INSTRUCTIONS TO FOLLOW: Please copy the data from the line containing "white cloud, each" through the final line, both included, reproducing every character without change.

= = = = =

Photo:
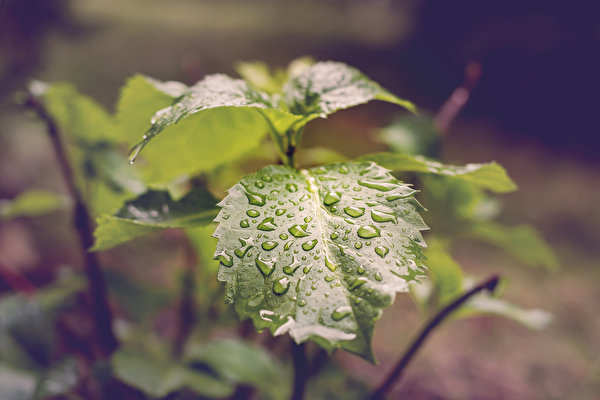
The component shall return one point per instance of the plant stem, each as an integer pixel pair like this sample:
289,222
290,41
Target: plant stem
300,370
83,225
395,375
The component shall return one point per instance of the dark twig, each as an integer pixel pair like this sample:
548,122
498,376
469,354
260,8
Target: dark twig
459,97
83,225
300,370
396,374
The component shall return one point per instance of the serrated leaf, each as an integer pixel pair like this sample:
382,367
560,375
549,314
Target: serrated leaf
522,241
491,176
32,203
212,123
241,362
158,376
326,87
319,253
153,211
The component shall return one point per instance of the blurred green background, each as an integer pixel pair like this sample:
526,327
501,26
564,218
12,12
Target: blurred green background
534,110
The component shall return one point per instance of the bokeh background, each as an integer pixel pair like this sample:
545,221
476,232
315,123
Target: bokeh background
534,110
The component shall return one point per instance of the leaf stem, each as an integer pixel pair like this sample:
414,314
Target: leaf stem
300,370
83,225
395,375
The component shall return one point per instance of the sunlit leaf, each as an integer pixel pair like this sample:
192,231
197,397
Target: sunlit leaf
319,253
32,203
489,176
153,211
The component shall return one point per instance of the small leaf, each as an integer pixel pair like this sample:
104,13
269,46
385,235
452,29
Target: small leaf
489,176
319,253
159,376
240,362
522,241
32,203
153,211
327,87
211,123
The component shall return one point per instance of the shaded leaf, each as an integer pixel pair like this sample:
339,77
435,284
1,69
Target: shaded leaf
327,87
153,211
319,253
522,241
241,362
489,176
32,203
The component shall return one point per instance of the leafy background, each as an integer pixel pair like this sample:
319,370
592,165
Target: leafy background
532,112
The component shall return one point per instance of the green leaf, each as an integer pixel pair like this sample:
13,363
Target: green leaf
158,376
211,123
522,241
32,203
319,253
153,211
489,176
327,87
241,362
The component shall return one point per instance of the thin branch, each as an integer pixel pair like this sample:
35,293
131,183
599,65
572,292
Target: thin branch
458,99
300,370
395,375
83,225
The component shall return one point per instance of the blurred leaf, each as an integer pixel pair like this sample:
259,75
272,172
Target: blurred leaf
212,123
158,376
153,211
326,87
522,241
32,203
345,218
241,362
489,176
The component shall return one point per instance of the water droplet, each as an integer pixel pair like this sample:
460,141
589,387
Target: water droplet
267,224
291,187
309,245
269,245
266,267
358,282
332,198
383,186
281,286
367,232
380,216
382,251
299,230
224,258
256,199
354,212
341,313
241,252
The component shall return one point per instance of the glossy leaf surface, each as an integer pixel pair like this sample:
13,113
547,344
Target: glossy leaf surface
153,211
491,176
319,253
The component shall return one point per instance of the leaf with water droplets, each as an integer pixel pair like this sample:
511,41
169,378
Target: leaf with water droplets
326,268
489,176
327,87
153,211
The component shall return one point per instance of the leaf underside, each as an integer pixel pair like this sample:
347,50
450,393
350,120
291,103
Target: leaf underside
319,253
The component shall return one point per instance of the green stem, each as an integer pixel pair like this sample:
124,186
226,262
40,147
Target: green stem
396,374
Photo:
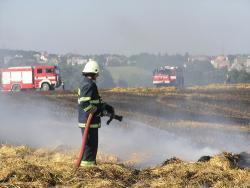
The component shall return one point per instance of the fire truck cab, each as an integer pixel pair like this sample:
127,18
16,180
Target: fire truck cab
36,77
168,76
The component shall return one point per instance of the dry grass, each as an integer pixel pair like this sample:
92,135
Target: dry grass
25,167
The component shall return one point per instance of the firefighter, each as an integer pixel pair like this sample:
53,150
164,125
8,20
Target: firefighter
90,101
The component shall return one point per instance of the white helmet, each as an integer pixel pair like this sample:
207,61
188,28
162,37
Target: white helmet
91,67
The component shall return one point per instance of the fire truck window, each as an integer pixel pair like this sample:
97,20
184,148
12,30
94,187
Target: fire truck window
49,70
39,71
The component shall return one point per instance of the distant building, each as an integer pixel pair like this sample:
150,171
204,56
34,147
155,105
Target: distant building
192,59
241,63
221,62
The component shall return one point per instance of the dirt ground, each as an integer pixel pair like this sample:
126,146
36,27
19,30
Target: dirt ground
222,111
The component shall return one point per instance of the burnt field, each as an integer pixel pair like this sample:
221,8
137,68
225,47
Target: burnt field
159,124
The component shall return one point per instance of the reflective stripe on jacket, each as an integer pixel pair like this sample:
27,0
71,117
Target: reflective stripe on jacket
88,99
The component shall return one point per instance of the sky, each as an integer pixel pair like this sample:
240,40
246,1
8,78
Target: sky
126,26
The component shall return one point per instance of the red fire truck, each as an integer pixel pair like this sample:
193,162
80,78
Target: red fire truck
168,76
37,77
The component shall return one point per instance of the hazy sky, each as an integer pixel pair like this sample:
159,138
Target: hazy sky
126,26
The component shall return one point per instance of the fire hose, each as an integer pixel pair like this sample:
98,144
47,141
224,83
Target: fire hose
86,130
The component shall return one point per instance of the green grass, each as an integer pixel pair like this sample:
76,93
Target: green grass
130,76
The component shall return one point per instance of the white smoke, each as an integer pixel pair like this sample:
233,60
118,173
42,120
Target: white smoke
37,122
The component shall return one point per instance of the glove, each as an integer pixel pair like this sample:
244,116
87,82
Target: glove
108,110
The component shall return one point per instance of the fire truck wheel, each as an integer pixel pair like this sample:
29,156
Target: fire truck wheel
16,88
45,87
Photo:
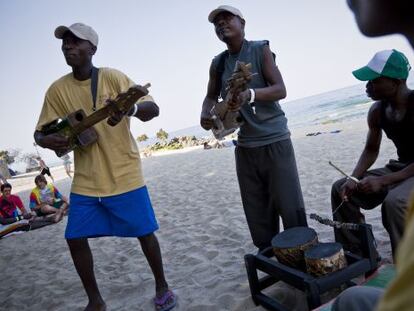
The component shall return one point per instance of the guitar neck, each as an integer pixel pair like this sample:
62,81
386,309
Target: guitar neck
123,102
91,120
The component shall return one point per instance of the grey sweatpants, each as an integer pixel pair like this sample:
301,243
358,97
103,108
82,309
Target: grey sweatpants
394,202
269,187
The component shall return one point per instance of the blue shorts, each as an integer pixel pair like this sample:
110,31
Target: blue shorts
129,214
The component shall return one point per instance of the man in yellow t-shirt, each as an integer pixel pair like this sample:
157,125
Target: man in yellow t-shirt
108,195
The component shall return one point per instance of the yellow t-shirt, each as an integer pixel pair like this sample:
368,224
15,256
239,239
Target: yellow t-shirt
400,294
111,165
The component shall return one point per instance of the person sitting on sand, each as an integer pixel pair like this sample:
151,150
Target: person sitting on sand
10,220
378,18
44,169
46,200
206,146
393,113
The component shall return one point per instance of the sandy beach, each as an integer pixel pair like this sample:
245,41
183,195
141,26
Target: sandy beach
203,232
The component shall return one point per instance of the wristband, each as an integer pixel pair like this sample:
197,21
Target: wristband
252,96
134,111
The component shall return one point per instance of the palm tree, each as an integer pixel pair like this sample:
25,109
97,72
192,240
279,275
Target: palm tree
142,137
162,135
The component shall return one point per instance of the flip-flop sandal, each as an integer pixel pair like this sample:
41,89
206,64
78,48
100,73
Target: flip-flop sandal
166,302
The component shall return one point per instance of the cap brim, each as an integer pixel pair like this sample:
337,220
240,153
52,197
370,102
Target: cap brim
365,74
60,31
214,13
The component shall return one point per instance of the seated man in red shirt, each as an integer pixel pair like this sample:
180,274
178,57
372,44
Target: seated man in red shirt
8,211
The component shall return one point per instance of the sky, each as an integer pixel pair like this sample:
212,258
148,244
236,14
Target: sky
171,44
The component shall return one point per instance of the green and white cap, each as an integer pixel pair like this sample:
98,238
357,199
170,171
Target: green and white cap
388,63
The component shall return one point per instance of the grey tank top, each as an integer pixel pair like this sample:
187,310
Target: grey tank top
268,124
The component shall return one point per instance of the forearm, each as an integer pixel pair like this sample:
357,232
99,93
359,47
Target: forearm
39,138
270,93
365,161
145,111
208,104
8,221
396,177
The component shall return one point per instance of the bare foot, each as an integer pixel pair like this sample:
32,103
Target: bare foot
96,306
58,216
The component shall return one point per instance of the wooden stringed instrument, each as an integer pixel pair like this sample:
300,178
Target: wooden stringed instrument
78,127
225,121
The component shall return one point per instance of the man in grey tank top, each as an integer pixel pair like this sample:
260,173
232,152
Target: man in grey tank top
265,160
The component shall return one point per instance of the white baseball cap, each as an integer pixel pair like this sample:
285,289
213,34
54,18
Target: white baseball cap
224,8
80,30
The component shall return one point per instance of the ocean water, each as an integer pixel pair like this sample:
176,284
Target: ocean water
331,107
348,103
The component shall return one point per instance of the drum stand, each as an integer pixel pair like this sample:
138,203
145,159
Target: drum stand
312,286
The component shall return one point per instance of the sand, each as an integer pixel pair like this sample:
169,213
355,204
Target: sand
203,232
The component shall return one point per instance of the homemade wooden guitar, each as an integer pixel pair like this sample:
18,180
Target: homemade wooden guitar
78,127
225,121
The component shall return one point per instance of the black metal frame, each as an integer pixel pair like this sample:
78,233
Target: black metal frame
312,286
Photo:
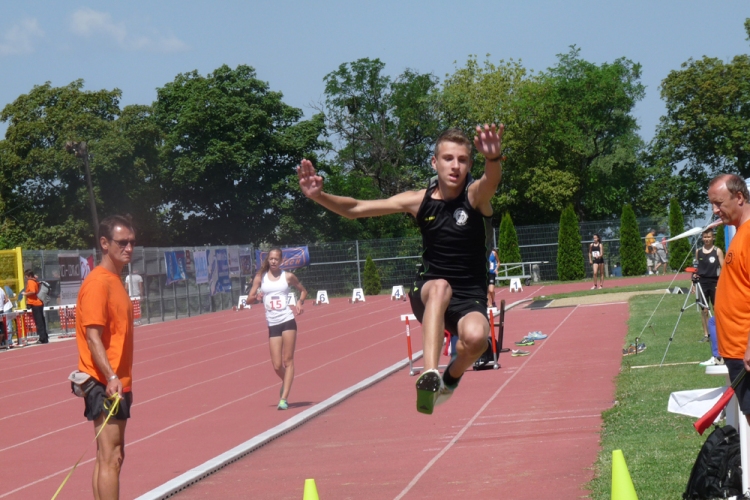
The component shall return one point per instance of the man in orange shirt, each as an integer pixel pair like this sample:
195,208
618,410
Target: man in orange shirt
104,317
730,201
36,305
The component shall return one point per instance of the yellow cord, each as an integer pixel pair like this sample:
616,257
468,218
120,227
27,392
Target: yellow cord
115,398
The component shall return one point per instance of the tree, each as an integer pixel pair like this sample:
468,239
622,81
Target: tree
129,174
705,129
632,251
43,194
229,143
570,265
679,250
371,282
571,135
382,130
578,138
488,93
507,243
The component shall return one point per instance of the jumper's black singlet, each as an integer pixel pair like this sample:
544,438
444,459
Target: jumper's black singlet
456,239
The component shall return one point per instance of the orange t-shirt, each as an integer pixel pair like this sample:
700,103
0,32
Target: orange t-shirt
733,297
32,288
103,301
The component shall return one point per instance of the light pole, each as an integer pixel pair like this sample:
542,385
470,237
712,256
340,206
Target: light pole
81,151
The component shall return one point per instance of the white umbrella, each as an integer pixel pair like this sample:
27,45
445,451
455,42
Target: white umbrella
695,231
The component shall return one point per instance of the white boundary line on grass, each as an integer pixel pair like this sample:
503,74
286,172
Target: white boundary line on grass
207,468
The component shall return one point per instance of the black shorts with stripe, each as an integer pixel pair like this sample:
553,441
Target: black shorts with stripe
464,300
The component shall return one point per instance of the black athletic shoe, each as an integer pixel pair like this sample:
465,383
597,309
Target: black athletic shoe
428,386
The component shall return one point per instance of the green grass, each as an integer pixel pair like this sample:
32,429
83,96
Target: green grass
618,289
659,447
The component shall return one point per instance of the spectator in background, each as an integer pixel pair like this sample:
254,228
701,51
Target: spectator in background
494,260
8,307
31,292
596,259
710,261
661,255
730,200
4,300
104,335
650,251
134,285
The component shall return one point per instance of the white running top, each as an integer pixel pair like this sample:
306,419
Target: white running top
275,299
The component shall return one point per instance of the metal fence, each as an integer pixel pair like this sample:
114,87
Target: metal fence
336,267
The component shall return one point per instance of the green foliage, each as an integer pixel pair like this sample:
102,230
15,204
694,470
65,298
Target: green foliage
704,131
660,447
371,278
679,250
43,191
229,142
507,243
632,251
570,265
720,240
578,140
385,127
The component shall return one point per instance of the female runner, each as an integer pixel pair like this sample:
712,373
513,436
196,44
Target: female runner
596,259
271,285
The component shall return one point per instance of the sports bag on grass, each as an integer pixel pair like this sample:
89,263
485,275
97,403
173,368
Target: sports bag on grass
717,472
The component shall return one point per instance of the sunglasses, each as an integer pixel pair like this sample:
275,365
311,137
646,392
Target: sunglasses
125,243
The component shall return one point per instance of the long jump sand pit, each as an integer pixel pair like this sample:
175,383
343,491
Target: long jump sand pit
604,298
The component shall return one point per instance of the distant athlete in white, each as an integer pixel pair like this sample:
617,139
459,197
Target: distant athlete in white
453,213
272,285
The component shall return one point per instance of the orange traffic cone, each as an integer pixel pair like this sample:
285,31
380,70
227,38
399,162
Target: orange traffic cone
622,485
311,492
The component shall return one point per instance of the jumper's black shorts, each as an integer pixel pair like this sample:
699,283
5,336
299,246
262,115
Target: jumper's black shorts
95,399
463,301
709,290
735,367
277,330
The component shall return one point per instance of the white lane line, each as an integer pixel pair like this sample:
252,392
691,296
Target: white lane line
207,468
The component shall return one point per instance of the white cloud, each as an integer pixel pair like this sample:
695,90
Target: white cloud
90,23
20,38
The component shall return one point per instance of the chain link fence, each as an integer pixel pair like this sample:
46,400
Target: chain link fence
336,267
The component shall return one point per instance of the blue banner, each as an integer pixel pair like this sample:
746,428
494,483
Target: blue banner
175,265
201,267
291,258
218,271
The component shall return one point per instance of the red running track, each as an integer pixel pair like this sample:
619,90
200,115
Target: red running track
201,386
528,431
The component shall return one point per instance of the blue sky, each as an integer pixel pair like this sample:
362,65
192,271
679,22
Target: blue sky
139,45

= = = = =

ANSWER TO THE EXERCISE:
The component shall return one point per instance of the white cloud, each as an integer pixel pair like this sample:
695,90
Target: white cloud
90,23
20,38
The component shall return one point per instance of the chain link fence, each as an integer pixel pair like this sample:
46,400
Target: chain link fence
336,267
The component shall return one point per instance of the blue banner, each as an integer pixel pair like this sample:
746,428
494,483
Target: blue banner
175,265
201,267
291,258
218,271
The component shall return one point per instance of the red running track, each as an integer pixel pair like this sample:
619,90
200,115
Target: red running track
201,386
528,431
The component shall return one point per instance of the blue sky, each as an integer pixel pair like this sample:
362,65
192,271
679,22
Target: blue sky
139,45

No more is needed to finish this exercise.